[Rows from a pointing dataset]
§

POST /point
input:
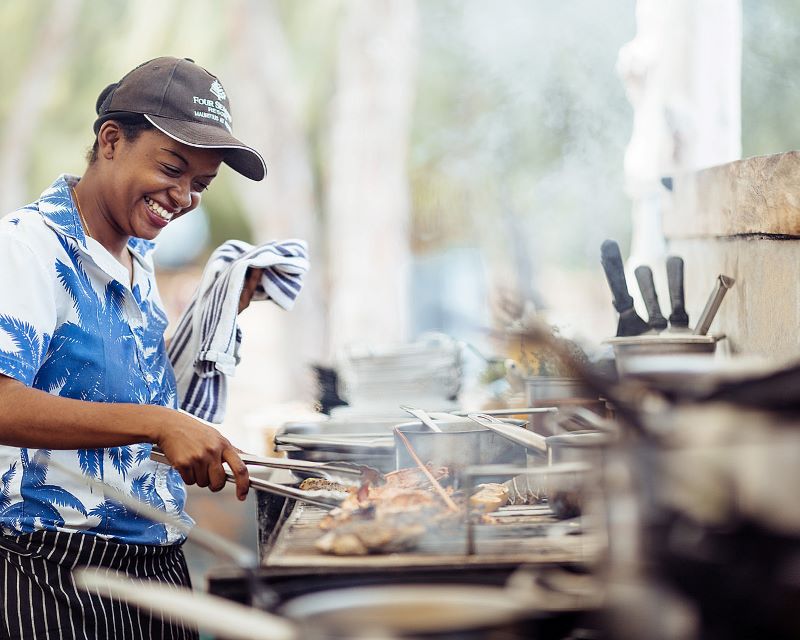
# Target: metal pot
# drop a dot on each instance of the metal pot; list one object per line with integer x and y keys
{"x": 566, "y": 492}
{"x": 460, "y": 444}
{"x": 574, "y": 458}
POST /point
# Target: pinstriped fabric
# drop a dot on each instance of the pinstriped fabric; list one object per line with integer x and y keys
{"x": 38, "y": 598}
{"x": 205, "y": 348}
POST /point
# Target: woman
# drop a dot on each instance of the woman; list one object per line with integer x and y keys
{"x": 85, "y": 383}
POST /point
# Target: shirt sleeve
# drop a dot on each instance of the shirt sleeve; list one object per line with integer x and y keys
{"x": 27, "y": 309}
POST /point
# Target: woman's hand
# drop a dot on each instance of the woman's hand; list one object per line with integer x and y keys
{"x": 250, "y": 284}
{"x": 197, "y": 451}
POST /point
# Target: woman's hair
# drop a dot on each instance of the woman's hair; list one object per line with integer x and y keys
{"x": 132, "y": 126}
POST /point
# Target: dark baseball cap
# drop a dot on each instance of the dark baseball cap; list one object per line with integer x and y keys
{"x": 185, "y": 102}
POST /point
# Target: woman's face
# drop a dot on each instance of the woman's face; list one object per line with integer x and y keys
{"x": 155, "y": 180}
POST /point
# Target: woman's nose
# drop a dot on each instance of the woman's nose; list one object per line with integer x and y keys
{"x": 181, "y": 194}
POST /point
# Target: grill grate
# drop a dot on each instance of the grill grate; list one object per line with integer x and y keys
{"x": 519, "y": 533}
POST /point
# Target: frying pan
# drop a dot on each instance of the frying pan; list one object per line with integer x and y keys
{"x": 459, "y": 444}
{"x": 377, "y": 612}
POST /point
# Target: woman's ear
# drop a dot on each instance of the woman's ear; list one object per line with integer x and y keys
{"x": 108, "y": 137}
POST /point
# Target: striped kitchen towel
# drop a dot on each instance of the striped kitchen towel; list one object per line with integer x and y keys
{"x": 205, "y": 347}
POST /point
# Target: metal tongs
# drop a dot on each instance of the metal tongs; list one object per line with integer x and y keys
{"x": 321, "y": 498}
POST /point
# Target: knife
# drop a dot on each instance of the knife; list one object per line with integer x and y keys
{"x": 644, "y": 276}
{"x": 630, "y": 324}
{"x": 678, "y": 318}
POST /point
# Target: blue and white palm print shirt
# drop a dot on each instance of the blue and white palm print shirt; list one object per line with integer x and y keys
{"x": 72, "y": 325}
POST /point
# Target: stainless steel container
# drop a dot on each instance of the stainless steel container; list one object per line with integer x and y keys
{"x": 461, "y": 443}
{"x": 666, "y": 345}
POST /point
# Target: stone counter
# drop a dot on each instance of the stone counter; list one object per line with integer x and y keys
{"x": 742, "y": 219}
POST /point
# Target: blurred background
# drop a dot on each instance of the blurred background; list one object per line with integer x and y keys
{"x": 451, "y": 163}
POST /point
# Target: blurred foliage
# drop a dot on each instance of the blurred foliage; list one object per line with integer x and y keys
{"x": 770, "y": 84}
{"x": 519, "y": 126}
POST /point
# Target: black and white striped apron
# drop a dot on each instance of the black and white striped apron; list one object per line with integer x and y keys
{"x": 38, "y": 598}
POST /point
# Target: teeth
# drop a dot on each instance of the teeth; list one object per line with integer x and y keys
{"x": 158, "y": 209}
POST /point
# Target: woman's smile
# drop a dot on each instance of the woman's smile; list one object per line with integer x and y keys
{"x": 163, "y": 216}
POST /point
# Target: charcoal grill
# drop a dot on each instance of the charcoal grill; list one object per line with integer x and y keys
{"x": 291, "y": 566}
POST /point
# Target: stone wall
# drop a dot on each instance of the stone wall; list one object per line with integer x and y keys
{"x": 742, "y": 220}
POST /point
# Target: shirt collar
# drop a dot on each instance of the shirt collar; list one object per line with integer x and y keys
{"x": 59, "y": 211}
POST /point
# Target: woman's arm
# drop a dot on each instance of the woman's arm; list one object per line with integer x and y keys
{"x": 36, "y": 419}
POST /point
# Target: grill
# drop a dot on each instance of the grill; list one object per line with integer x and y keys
{"x": 522, "y": 534}
{"x": 292, "y": 566}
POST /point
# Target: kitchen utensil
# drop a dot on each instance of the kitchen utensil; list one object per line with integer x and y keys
{"x": 714, "y": 300}
{"x": 421, "y": 465}
{"x": 460, "y": 444}
{"x": 630, "y": 324}
{"x": 326, "y": 499}
{"x": 364, "y": 443}
{"x": 521, "y": 437}
{"x": 564, "y": 490}
{"x": 644, "y": 276}
{"x": 421, "y": 415}
{"x": 664, "y": 345}
{"x": 207, "y": 613}
{"x": 678, "y": 318}
{"x": 345, "y": 472}
{"x": 501, "y": 412}
{"x": 412, "y": 611}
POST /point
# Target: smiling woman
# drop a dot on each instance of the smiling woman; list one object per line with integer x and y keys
{"x": 85, "y": 379}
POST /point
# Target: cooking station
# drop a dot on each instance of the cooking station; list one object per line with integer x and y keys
{"x": 290, "y": 563}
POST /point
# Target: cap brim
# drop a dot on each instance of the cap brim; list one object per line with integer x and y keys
{"x": 237, "y": 155}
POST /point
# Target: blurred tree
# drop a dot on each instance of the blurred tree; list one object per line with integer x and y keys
{"x": 261, "y": 73}
{"x": 367, "y": 191}
{"x": 30, "y": 98}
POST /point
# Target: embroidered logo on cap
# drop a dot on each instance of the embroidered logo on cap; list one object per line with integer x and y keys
{"x": 217, "y": 90}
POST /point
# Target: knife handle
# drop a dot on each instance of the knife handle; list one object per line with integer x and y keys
{"x": 644, "y": 276}
{"x": 611, "y": 259}
{"x": 678, "y": 317}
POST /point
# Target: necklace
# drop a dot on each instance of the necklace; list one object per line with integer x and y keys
{"x": 80, "y": 213}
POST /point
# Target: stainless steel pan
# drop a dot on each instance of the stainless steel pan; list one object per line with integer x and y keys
{"x": 564, "y": 491}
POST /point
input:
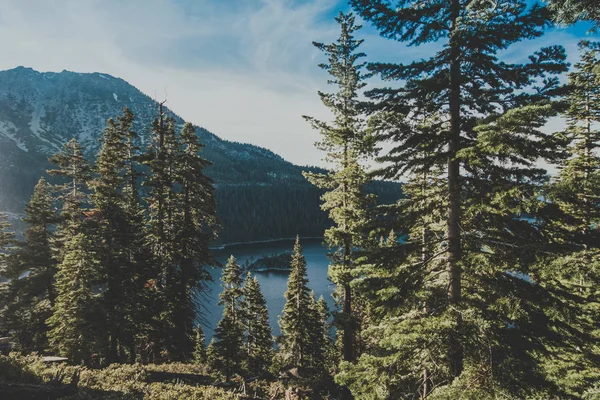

§

- What to work on -
Which lines in the rows above contain the string "print"? Copy each of them.

- Answer to the problem -
# Target: blue and white palm print shirt
# drop a dot on each instance of the blue and white palm print shirt; list one object per line with integer x and y keys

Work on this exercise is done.